++++ STUDY TEXT ++++
28 Feb - 6 Mar 2014 #696

Weaving a bright future

A handicrafts business in Pokhara is helping young, disabled Nepalis become economically independent
Hariz Baharudin

Three years ago, Dinesh Kumar Thapa met a 13-year-old deaf child begging on the streets of Pokhara. The native of Kaski would occasionally give him food and money. However, a few weeks later, Thapa found out that the boy had drowned in Phewa Lake and died.

For a while Dinesh was consumed by guilt, which in turn led him to hire an instructor to teach two hearing-impaired children from the Deaf Association in Pokhara. Then in September 2011, he started Helping Hands to train deaf and blind people to make handicrafts.

Today, the company employs 25 locals and helps them become economically independent. “I wanted to give young, disabled Nepalis a means to contribute to society,” explains Thapa. In addition to a monthly salary, Helping Hands also provides free accommodation and food to all its workers.

Each employee takes about four months to learn how to operate the handlooms. The shawls, scarves and carpets are sold through outlets in Pokhara and Kathmandu and exported as far as the UK and Canada. Some of Thapa’s former workers have started their own clothing business in other parts of Nepal, using the skills they learnt at Helping Hands.

The organisation discourages donations because it wants patrons to support the workers by buying the goods. Says Thapa: “Donations are one-time only, but when people buy our products and wear them, our business improves through word-of-mouth.”

In addition to the textile shop, Helping Hands runs a spa in Lakeside where disabled youth are trained to be massage therapists. Customers can enjoy a range of services like Swedish massage, body scrub, pedicures, and hot stone therapy.

Dinesh now plans to expand the company and open new shops outside the Valley so that more people in need can be trained and become productive. When asked about what inspires his team, the 30-year-old owner says they are encouraged by each other’s resilience and determination. 

“Being blind or deaf is not the end of the world and we want to show that people with disabilities can make their own living and be equal members of society,” he explains.
++++ INPUT DATA ++++
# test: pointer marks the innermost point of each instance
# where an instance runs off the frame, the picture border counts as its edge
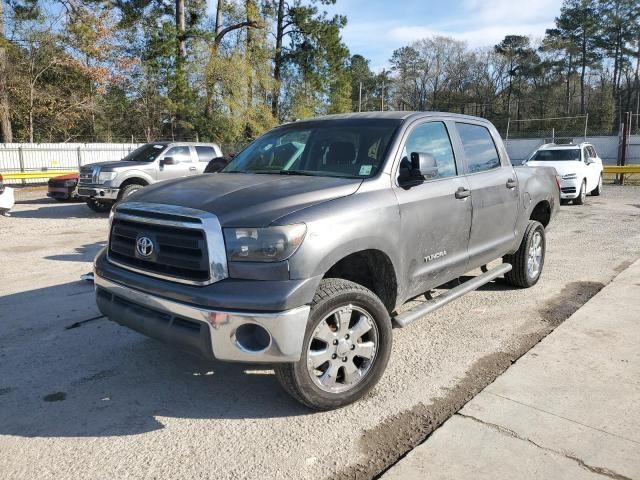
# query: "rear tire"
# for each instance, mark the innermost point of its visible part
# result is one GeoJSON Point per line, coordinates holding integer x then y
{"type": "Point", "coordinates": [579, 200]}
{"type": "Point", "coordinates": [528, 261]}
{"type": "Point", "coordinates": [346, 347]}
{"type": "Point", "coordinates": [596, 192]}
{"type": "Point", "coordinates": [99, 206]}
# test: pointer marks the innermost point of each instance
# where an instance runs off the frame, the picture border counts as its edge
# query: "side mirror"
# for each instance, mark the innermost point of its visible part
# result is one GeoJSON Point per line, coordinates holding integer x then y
++++
++++ INPUT DATA ++++
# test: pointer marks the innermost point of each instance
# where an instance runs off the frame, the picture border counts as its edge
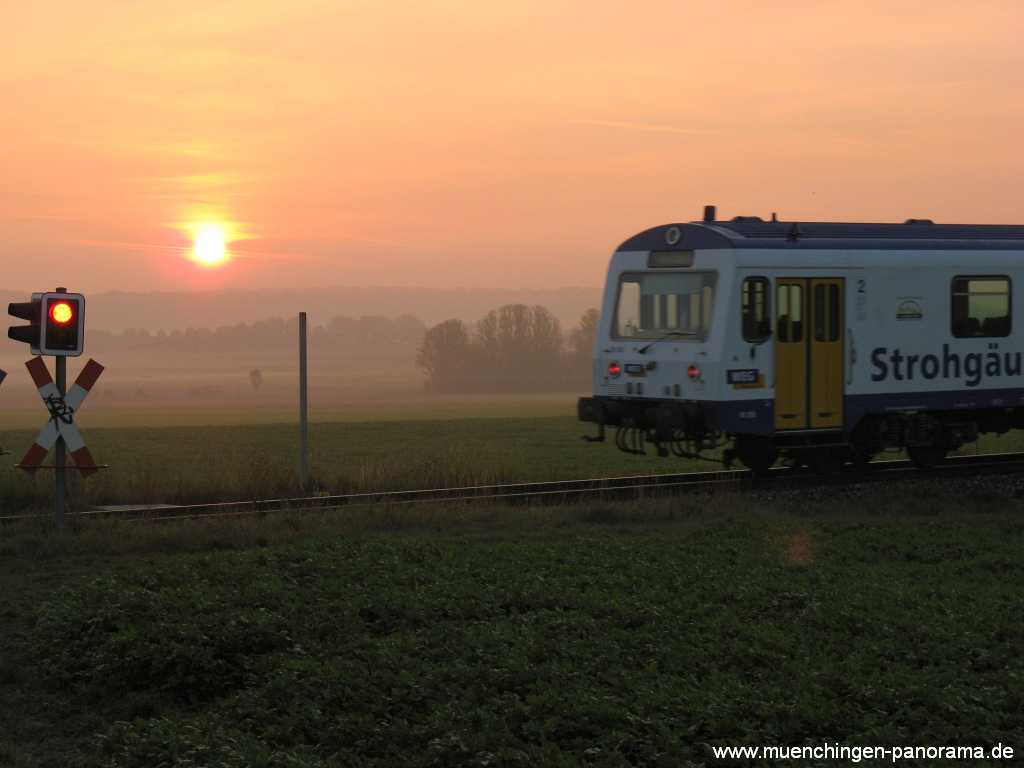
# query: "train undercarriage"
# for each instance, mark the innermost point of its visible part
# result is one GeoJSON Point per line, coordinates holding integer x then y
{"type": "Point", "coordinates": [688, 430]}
++++
++++ INPUT DATA ++++
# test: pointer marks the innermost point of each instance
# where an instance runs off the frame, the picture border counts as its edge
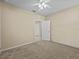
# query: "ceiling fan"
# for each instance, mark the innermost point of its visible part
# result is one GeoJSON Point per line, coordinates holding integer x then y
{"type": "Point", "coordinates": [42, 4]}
++++
List every spa service that the Helping Hands article says customers can enjoy. The dataset entries were taken from a separate source and have no connection to the article.

Swedish massage, body scrub, pedicures, hot stone therapy